Document excerpt:
Friday, August 26, 2016

Florence Foster Jenkins and Charles Ives


In an earlier post, I referred to Florence Foster Jenkins, portrayed my Meryl Streep in the eponymous film, as a horror. Now,  however, the blog Voice Science Works has defended her, or at least her right to sing, because of her enthusiasm and her love of music. "Do we want a world where only a few will sing due to social  pressures," the blogger asks, "or one where we all understand that our voices have enormous potential should we seek to find it?"

Personally, I'd go with the social pressures. Ara longa, perhaps, but vita is too damned brevis to put up with incompetence, let alone encourage it. I wouldn't want to waste my time on an execrable singer any more than I would on a juggler who keeps dropping his clubs. Performance might benefit from passion, but it also demands skill.

Dataset items:
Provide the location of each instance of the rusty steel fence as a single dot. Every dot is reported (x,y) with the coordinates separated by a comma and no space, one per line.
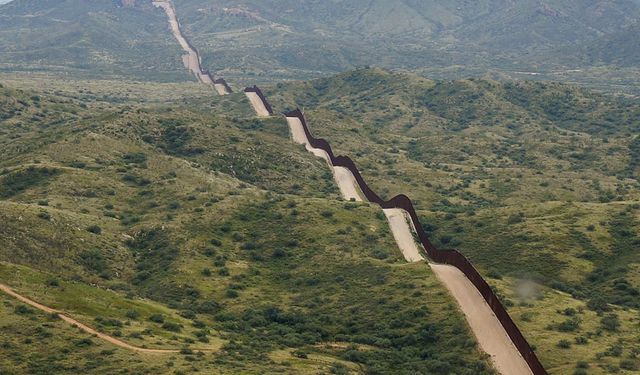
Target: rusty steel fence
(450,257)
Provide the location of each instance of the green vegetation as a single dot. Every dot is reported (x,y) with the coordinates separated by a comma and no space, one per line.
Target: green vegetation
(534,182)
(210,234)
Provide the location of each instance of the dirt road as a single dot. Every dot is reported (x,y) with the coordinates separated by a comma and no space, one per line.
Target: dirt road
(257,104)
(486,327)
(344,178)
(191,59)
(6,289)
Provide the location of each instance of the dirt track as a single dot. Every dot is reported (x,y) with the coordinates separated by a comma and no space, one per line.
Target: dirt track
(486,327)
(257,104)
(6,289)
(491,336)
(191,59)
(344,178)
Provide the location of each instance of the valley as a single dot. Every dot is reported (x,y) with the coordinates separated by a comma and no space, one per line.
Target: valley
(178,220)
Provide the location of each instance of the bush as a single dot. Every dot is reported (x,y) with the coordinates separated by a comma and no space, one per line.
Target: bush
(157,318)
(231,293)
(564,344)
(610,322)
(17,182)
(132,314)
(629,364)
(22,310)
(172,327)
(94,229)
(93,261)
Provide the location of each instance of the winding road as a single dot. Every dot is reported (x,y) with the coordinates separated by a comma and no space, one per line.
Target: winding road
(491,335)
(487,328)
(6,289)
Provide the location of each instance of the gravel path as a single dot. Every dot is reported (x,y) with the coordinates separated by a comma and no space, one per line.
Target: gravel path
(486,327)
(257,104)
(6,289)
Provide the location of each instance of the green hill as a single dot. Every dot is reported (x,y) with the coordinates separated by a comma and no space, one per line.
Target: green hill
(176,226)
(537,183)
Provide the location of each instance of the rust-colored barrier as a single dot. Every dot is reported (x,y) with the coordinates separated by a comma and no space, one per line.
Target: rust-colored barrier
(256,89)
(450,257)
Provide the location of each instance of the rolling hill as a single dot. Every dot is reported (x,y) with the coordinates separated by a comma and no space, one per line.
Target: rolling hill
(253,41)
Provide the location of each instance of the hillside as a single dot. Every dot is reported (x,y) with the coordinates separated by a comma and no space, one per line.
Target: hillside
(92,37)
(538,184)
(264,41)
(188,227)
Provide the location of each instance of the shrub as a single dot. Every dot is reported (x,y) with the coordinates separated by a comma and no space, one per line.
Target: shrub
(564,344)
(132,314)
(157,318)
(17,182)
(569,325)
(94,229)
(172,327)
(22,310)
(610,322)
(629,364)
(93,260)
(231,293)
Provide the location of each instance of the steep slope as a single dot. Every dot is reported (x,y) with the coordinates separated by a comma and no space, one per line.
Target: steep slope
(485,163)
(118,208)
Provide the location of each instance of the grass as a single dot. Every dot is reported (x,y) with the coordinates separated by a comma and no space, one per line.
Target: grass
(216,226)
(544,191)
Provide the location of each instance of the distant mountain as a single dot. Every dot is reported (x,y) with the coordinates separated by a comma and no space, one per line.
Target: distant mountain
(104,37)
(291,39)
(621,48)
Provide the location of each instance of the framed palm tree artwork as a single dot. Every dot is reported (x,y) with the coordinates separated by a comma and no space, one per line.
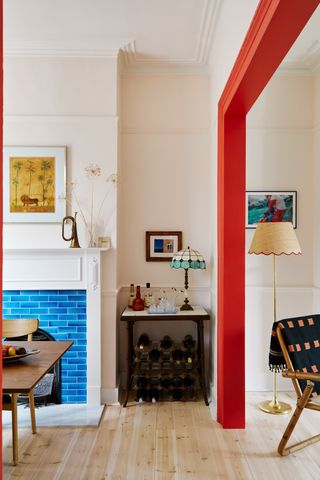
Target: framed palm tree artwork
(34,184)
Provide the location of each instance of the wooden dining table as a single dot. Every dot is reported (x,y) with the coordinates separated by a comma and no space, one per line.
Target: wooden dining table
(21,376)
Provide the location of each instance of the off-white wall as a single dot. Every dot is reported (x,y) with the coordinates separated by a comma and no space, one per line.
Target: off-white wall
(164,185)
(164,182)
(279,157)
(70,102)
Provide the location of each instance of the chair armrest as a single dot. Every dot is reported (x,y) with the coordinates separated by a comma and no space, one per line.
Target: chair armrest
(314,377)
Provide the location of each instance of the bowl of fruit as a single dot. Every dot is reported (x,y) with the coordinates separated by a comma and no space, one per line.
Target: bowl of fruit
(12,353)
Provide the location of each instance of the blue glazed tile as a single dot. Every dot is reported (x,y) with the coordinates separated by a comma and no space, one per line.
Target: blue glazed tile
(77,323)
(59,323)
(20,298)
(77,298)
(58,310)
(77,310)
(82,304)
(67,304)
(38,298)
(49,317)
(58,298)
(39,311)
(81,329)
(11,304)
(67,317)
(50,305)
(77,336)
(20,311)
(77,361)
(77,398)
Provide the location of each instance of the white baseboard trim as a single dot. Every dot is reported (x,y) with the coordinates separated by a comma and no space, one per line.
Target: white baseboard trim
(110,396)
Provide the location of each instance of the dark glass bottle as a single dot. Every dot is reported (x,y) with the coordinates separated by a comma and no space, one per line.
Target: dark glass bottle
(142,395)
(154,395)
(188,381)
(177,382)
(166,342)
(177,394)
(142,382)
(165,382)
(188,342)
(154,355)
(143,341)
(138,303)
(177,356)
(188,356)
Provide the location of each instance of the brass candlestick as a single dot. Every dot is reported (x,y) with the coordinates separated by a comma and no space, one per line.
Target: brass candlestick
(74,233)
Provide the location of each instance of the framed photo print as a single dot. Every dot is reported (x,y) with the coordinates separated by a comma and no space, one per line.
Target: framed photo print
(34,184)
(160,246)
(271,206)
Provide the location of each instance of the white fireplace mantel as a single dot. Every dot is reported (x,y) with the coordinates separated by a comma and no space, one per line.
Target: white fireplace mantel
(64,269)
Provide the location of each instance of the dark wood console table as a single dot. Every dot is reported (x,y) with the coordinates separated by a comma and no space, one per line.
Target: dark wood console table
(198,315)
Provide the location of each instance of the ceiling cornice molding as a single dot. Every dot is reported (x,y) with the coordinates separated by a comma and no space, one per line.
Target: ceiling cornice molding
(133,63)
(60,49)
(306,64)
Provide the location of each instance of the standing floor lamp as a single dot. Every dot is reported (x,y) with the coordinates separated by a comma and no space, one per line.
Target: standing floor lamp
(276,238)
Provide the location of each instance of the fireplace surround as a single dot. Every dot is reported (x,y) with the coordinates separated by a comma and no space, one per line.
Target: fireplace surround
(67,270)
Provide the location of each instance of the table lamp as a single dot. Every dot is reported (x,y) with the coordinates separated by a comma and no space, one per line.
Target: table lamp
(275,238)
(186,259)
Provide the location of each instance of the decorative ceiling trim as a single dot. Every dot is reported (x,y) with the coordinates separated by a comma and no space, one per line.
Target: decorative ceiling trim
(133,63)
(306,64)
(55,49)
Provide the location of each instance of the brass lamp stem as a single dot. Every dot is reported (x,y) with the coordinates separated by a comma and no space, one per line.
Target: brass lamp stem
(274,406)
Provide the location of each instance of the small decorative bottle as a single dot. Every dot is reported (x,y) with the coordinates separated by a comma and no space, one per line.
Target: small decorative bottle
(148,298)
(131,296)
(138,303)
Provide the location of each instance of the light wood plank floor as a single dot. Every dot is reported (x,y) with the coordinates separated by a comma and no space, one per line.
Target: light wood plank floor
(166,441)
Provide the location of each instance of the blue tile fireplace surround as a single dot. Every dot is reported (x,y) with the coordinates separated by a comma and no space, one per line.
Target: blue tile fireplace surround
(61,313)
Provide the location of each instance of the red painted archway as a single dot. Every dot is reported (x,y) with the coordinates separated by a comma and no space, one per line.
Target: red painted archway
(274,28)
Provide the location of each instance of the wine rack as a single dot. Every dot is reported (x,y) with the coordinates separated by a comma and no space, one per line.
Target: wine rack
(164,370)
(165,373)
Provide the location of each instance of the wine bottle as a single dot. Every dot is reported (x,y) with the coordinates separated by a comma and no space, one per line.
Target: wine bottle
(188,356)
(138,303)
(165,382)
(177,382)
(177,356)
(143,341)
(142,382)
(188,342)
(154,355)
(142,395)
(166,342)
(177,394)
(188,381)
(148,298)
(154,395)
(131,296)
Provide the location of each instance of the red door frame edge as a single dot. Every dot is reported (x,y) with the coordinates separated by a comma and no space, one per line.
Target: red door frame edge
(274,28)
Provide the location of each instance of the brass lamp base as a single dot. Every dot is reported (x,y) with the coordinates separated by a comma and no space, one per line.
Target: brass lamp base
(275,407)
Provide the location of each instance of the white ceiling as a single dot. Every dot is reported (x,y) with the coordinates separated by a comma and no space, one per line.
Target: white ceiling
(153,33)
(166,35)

--

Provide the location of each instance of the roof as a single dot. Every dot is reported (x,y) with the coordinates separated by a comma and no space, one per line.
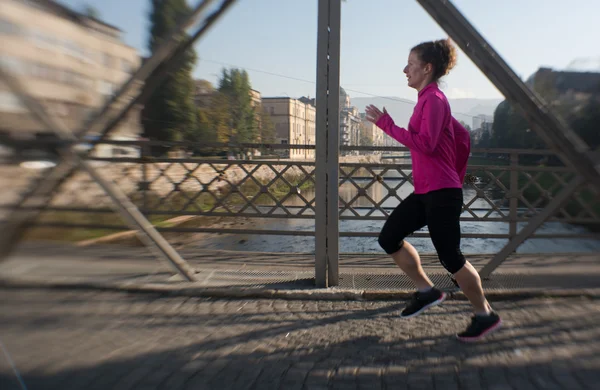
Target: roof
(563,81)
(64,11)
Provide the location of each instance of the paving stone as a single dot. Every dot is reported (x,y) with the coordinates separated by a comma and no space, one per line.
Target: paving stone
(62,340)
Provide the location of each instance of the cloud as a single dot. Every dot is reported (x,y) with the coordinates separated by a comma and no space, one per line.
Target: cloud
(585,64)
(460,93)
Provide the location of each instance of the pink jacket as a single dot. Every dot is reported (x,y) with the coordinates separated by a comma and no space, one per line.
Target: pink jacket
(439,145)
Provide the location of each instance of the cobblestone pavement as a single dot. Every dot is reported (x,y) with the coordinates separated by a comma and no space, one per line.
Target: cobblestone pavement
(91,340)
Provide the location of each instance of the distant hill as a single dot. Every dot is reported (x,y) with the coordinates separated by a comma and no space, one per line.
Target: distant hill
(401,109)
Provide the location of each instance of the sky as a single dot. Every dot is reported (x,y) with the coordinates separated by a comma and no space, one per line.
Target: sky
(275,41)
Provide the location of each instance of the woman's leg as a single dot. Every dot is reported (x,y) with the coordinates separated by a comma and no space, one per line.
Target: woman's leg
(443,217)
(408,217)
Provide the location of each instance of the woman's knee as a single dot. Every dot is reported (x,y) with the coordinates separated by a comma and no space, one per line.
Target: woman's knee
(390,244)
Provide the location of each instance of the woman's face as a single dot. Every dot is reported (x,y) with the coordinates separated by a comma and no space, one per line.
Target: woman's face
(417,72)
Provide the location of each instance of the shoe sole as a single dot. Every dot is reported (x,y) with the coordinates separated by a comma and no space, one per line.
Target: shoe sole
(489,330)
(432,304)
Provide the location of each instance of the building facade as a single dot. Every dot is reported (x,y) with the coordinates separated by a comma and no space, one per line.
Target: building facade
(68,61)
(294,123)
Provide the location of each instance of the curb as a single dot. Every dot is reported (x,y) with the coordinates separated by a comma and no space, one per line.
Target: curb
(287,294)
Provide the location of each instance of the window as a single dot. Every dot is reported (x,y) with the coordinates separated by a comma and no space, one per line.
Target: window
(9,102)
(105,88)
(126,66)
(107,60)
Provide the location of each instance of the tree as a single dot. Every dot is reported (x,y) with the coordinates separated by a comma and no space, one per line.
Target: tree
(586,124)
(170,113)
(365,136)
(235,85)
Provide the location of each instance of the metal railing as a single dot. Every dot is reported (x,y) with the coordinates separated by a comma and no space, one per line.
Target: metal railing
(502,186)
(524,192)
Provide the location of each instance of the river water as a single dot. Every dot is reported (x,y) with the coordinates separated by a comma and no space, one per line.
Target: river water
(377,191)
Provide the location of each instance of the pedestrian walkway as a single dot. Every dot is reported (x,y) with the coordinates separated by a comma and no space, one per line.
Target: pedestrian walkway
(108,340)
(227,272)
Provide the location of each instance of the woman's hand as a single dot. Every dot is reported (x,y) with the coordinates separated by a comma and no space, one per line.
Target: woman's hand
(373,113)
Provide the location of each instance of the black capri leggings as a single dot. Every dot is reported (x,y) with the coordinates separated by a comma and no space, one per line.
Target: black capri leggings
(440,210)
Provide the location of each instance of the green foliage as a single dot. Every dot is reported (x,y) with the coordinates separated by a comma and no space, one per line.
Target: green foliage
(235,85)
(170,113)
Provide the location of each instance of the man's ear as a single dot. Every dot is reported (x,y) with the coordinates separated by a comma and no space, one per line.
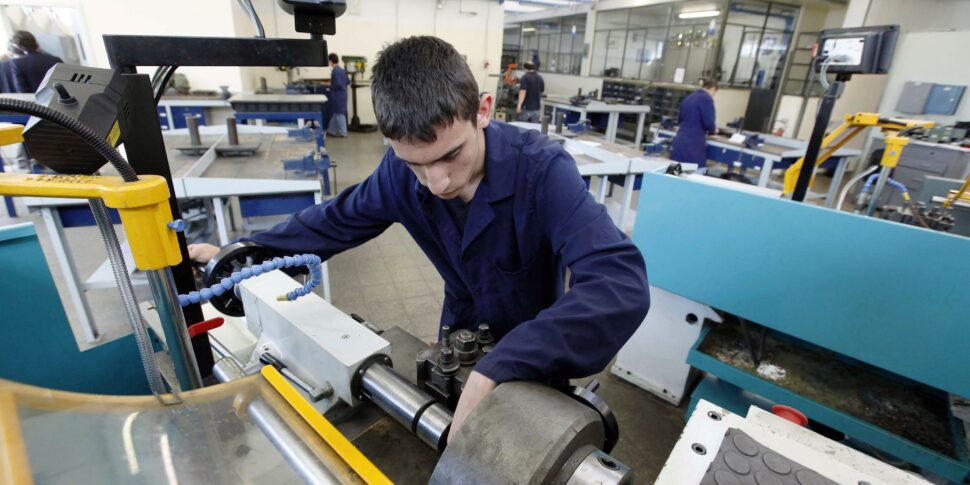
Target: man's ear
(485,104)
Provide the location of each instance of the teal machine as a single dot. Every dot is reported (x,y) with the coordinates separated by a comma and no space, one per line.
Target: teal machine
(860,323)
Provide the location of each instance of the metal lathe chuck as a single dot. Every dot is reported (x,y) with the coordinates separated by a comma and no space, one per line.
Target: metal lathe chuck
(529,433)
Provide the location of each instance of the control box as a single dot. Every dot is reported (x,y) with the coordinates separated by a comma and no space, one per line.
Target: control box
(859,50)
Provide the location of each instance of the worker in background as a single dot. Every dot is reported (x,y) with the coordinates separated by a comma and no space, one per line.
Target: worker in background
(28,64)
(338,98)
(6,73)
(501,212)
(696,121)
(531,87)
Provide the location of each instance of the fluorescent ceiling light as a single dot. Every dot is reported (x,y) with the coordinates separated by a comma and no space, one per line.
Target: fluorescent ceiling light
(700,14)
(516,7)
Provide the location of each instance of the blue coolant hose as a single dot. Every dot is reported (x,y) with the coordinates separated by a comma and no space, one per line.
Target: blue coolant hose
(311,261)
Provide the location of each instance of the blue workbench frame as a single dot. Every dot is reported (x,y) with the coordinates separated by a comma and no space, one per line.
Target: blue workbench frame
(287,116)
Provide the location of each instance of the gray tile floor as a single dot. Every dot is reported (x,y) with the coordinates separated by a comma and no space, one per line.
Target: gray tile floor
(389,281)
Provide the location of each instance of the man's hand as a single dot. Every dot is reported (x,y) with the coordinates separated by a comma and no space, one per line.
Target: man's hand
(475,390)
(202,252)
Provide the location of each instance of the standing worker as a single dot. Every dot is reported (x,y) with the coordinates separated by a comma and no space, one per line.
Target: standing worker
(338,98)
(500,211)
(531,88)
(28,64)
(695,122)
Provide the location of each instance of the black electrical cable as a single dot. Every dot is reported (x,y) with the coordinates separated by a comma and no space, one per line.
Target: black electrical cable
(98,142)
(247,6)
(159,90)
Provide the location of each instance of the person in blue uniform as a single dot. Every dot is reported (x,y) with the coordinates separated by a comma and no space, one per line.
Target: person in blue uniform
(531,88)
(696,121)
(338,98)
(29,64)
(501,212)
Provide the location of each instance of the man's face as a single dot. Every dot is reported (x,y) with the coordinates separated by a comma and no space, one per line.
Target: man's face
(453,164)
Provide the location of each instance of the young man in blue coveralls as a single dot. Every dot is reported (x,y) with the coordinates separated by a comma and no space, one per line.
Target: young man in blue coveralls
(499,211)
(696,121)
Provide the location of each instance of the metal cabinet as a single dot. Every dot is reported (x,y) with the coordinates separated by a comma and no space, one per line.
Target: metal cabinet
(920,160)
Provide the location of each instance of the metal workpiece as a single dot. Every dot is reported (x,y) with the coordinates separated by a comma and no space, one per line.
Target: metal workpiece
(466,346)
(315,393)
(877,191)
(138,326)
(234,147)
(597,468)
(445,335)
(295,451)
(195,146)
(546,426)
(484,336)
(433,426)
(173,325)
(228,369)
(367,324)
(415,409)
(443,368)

Actions to take:
- A) Print the passage of the blog post about Florence Foster Jenkins starting with "Friday, August 26, 2016" and going on through "also demands skill.".
- B) List every person named in the blog post about Florence Foster Jenkins, including its title.
- C) Finish out the next part of the blog post about Florence Foster Jenkins, continuing from its last sentence.
These records are separate material from the blog post about Florence Foster Jenkins.

Responses by item number:
- A)
Friday, August 26, 2016

Florence Foster Jenkins and Charles Ives


In an earlier post, I referred to Florence Foster Jenkins, portrayed my Meryl Streep in the eponymous film, as a horror. Now,  however, the blog Voice Science Works has defended her, or at least her right to sing, because of her enthusiasm and her love of music. "Do we want a world where only a few will sing due to social  pressures," the blogger asks, "or one where we all understand that our voices have enormous potential should we seek to find it?"

Personally, I'd go with the social pressures. Ara longa, perhaps, but vita is too damned brevis to put up with incompetence, let alone encourage it. I wouldn't want to waste my time on an execrable singer any more than I would on a juggler who keeps dropping his clubs. Performance might benefit from passion, but it also demands skill.

- B)
Florence Foster Jenkins
Charles Ives
Meryl Streep

- C)
And yet ... the blogger's defense reminds me of a passage from the Memos of Charles Ives, whose music I have loved since I was a kid and whose ideas have been an ever-present challenge:

Once a nice young man (his musical sense having been limited by three years' intensive study at the Boston Conservatory) said to Father, "How can you stand to hear old John Bell (the best stone-mason in town) sing?" as he used to at Camp Meetings). Father said, "He is a supreme musician." The young man (nice and educated) was horrified -- "Why, he sings off key, the wrong notes and everything -- and that horrible, raucous voice -- and he bellows out at hits notes no one else does -- it's awful!" Father said, "Watch him closely and reverently, look into his  face and hear to music of the ages. Don't pay too much attention to the sounds -- for if you do, you may miss the music."

Uh oh.

Ives spent much of his creative energy trying to capture the spirit behind the sounds, and, looking at the joy in Streep's face as she butchered "Der Hölle Rache kocht in meinem Herzen," I had to ask myself, have I been missing the music? Is Florence Forster Jenkins the embodiment of the Ivesian ideal of substance over manner?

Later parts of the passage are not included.